**EXERCISE DETAILS**
Your task is to reproduce the entries below word for word.

**Items from a dataset**
━━━━
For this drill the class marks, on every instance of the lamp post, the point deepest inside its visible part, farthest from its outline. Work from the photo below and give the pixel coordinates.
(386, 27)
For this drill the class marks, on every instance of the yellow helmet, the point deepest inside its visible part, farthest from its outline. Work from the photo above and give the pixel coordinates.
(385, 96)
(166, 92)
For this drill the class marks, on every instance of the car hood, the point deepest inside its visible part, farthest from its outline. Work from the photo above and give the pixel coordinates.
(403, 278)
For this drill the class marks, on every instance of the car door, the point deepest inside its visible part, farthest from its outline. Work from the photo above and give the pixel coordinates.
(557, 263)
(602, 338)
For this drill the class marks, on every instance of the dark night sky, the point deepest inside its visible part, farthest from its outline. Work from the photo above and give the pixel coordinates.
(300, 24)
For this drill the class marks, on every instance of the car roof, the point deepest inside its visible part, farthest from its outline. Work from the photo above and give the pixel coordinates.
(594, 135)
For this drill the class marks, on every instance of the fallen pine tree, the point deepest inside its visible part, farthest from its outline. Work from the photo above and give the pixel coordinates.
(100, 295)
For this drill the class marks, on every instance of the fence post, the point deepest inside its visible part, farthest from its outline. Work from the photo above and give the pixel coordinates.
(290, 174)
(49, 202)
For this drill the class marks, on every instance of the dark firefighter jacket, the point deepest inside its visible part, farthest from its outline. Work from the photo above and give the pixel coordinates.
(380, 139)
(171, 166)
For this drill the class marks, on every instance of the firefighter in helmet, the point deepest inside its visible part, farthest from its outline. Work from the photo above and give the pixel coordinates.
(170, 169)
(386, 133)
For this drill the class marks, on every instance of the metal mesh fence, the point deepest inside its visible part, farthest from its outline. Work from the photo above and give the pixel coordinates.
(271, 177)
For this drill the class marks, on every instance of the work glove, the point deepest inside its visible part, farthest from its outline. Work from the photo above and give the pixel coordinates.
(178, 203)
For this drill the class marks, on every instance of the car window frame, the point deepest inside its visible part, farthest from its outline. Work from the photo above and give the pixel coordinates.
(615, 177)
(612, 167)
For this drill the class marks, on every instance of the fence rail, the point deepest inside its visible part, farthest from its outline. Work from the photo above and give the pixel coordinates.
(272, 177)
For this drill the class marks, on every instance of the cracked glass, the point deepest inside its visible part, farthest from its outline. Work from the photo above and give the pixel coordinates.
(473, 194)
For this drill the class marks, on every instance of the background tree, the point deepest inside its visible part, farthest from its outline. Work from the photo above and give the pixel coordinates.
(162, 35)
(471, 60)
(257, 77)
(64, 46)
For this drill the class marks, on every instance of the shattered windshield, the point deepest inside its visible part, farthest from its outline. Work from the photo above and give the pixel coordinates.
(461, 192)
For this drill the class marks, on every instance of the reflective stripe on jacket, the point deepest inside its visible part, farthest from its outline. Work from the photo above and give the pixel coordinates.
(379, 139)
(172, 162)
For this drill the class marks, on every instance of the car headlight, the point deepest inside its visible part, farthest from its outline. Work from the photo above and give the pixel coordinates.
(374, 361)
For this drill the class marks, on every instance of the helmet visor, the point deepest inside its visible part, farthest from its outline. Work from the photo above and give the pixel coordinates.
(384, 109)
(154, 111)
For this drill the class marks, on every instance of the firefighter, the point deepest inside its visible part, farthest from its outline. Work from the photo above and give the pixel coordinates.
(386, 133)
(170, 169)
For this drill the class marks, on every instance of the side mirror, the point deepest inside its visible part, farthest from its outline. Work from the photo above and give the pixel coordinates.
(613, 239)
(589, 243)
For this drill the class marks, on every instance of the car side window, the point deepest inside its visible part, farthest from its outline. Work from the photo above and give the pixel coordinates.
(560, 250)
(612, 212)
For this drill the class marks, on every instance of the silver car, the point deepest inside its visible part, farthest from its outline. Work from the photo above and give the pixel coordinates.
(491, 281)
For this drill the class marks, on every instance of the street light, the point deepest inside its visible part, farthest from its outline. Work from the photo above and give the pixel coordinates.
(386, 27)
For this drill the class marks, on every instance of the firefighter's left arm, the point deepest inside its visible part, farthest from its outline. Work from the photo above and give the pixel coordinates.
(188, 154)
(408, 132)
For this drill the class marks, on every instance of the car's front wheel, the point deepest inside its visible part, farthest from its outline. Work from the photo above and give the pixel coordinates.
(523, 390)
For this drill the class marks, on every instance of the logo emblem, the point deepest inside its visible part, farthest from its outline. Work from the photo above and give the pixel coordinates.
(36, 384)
━━━━
**ANSWER TO THE TASK**
For this drill the class marks, on every instance of the lamp post, the point deepest inside its visible part, farthest from its outline. Work from the photo below and give the pixel coordinates.
(386, 27)
For this drill the class marks, on every instance of the yellow helmet, the point deepest inside its visible part, farthest from its outline. Work from the photo above and give the pixel coordinates.
(385, 96)
(166, 92)
For this drill the class marks, on every instance of the car hood, the point deepest inside its visible part, farthest from its outline. Work from the photo above and give the pixel coordinates.
(403, 278)
For this drill the class marks, on every instance of the car door, the point deepest inside its visible part, farthest from its outline. Work from the photo above and give the pixel coordinates.
(557, 263)
(602, 338)
For this drill the class marks, on every instance of the dark night sky, the point deepest inside its visible part, farthest from its outline. Work from the photo above and give the pixel coordinates.
(300, 24)
For this drill the class marks, on every instance of the car roof, the point deepest inside its visible part, farthest from its outline. Work from the photo above and give the pixel coordinates.
(594, 135)
For this drill the class marks, on every instance of the fallen pine tree, the point deepest inside its visible part, farthest from its outline. Work from the photo above and give the pixel coordinates.
(100, 295)
For this drill the class marks, on every instance of the fence post, the point deepest inside its visible part, farthest from its outline. Work from the photo above and give the pixel coordinates.
(290, 174)
(49, 202)
For this drill the class marks, on every instance of the dark firefighter jacket, the point deepest inside its visible part, farthest from its outline. Work from the photo above and give the pixel coordinates.
(380, 139)
(171, 166)
For this drill the class marks, on every instance of the firefighter in helmet, the point deepest inside its visible part, farthest from its outline. Work from the photo above and give the pixel coordinates.
(170, 169)
(386, 133)
For this drill the class marks, on every instance of the metal mesh fence, the point deepest inside its visible part, farthest from its outline. Work from the photo above and give the pixel coordinates.
(271, 177)
For this drill the class marks, on every instance of the work glove, the point deepest inside its visible part, farthest from its outline. Work from the photo above and give the pixel coordinates.
(178, 203)
For this drill the class marks, on every instance of the car window frame, the point deepest inside its visible part, farthest from its outline. Work from the photo above and give the pixel coordinates.
(615, 177)
(612, 167)
For this drill the class marks, on every instance of the fence rail, the point deepest inside its visible part, farthest from its outline. Work from the photo above and give the pixel coordinates.
(272, 177)
For this drill the class marks, on every instance of the cracked glass, the point deepest inside its visible part, farthest from its outline. Work from the photo above and give the pixel coordinates.
(473, 194)
For this drill the class marks, on every instance of the background tree, the point deepest inside its visible part, farthest from its outline. Work from the photo above and give the pixel coordinates.
(162, 35)
(471, 60)
(257, 77)
(64, 46)
For this drill the class marks, on every instance of the shattered windshield, the point deepest inside its visible part, farthest from its outline. Work from the photo above and give the pixel coordinates.
(461, 192)
For this drill the class marks, on every instance of the reflective stripe on jacket, the point deepest inside its visible part, farthest from its outline. Work from the photo above and give the pixel coordinates.
(379, 139)
(172, 162)
For this drill the class marks, on every instance of the car headlight, the point deepest inside its visible part, farthest from its outline. Work from the photo above and give the pixel coordinates.
(374, 361)
For this drill the class marks, on every instance of the helmet visor, the point deepest inside its visible part, farthest from its outline. Work from the photo above and give the pixel coordinates.
(384, 109)
(154, 111)
For this drill the class marks, on every instance of the firefighter, the point deepest inside its visible part, farthest from its outline. Work from the photo above and give the pixel coordinates.
(386, 133)
(170, 169)
For this drill the class marks, on every instance of the side mirror, the point deepest inside its visible part, farthest from its outline. Work from the photo above and give the pixel coordinates.
(613, 239)
(589, 243)
For this drill the class marks, on every instance of the car side window, the point deepest inside its visible part, farthest from its outline. Work from the photo above and give the pixel coordinates.
(560, 250)
(612, 212)
For this drill the class marks, on every instance of the silver car, the point deepest inside its visible part, farthest from its outline. Work from the photo above and give the pixel coordinates.
(491, 281)
For this drill the class marks, on every instance of the street light, the point deepest inside its visible part, farthest from its outline. Work from the photo above and give the pixel coordinates.
(386, 27)
For this drill the class marks, on every instance of the firefighter's left arm, the point deepest inside its visible part, farthest from its outline. Work from the photo above and give the pixel coordinates.
(188, 154)
(408, 132)
For this drill the class marks, on every instance of the car's front wheel, the point deepest inside its visible part, farthest from its outline. Work from the photo above and give the pixel coordinates.
(523, 390)
For this drill the class marks, on every instance of the logo emblem, the point deepest inside its visible part, farthest from its outline. Work from the photo above and give the pixel coordinates.
(36, 384)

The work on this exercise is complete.